Material proporcionado
——
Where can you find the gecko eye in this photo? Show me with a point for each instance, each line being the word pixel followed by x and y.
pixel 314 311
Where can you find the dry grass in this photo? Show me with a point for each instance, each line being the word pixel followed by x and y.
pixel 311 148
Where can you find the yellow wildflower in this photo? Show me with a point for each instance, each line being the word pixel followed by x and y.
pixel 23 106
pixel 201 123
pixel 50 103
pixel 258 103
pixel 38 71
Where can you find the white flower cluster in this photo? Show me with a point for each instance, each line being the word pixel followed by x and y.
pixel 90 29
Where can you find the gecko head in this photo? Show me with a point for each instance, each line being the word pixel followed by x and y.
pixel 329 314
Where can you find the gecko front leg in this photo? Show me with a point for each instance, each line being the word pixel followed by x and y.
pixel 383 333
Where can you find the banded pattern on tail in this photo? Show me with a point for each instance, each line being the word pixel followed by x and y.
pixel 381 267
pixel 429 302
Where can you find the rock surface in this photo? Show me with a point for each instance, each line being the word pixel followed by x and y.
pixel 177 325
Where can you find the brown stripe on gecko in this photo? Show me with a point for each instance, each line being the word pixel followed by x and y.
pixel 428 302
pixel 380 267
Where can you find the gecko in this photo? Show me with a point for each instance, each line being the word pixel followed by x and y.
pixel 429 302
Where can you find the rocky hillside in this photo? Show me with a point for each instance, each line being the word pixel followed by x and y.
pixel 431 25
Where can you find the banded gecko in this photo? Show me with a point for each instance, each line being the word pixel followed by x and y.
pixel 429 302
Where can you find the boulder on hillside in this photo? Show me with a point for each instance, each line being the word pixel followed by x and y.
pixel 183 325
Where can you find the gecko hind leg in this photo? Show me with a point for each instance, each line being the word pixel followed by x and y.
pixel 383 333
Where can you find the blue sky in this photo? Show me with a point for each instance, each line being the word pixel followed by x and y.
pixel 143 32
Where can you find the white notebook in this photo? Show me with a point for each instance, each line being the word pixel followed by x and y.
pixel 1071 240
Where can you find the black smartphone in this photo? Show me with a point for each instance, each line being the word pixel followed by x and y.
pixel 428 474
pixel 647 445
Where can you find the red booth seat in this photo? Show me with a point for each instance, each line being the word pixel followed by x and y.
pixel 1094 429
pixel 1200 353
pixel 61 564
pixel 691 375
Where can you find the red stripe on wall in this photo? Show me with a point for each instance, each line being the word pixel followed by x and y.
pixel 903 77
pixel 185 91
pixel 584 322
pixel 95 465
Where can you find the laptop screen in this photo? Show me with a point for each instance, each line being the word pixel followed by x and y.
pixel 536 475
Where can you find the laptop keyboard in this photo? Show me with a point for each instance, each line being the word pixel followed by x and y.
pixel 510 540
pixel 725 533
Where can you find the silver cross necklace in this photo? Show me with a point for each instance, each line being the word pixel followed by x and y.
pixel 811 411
——
Pasos a seguir
Repite todas las líneas de arriba, de la primera a la última, sin cambiar nada.

Resultado
Where can you find the gecko eye in this photo? Show me with a point for each instance, each line being the word pixel followed by x and y.
pixel 314 311
Where can you find the dry grass in this photo? Show me with a point for each instance, each line being the word pixel followed by x and y.
pixel 311 148
Where can you find the yellow wildflower in this photo? Show me with a point for each instance, each line being the word pixel followed by x and y.
pixel 23 106
pixel 201 123
pixel 50 103
pixel 258 103
pixel 38 71
Where can you find the white flower cluster in this photo? Show me with a point for each instance, each line being the word pixel followed by x and y.
pixel 90 29
Where can you find the gecko head in this photo? Show me with a point for each instance, each line being the word pixel followed by x and y.
pixel 329 314
Where can you find the gecko front leg in this photo? Show me with a point for each instance, each line being the word pixel followed by x and y.
pixel 383 333
Where can you find the banded pattern on tail in this photo? Show me with a point for each instance, each line being the word pixel followed by x and y.
pixel 381 267
pixel 429 302
Where can you find the rock surface in this photo? Show me with a point for each instance, each line being the word pixel followed by x and y.
pixel 177 325
Where can you find the brown stripe on gecko in this photo? Show me with a point for each instance, each line being the word pixel followed by x and y.
pixel 428 302
pixel 380 267
Where can you find the gecko in this photo? Show me with a point for each instance, each line being the word pixel followed by x and y.
pixel 429 302
Where can you find the rocky hillside in this photo? Show me with a point for each instance, each line being the word pixel followed by x and y.
pixel 431 25
Where can you find the banded gecko in this photo? Show me with a point for each instance, each line being the word pixel followed by x and y.
pixel 429 302
Where can you find the boulder on hillside in this photo? Show me with a point for each instance, each line being the word pixel followed by x and y.
pixel 183 325
Where can you find the gecko hind leg in this photo? Show me with a point for each instance, each line being the word pixel followed by x and y.
pixel 383 333
Where can you find the blue sky in this photo? Show me with a point for each instance, each line being the word pixel followed by x and y.
pixel 143 32
Where can you find the white notebook in this photo? Show me with a point for each instance, each line being the word pixel followed by x and y.
pixel 1071 240
Where can you find the black smartphone in this photo? Show me with a point for each instance, each line being the word pixel followed by x and y.
pixel 428 474
pixel 647 445
Where can you find the red booth seat in this photo? Show me with a point for each instance, each line being the word pixel followed by x and y.
pixel 1094 429
pixel 1200 353
pixel 61 564
pixel 691 375
Where can you find the red stripe on wall in this photo? Show me with a point for each instance, each line being the word pixel followed by x and y.
pixel 903 77
pixel 185 91
pixel 584 322
pixel 95 465
Where can you find the laptop screen in this photo? Show me with a point for each instance, each line being the word pixel followed by x and y.
pixel 536 475
Where can you find the laptop keyboard in this photo? Show me with a point for each instance, each line being the word pixel followed by x and y.
pixel 510 540
pixel 725 533
Where can you find the silver cross necklace in this photo? Show me with a point for each instance, each line being the word pixel followed by x and y.
pixel 811 411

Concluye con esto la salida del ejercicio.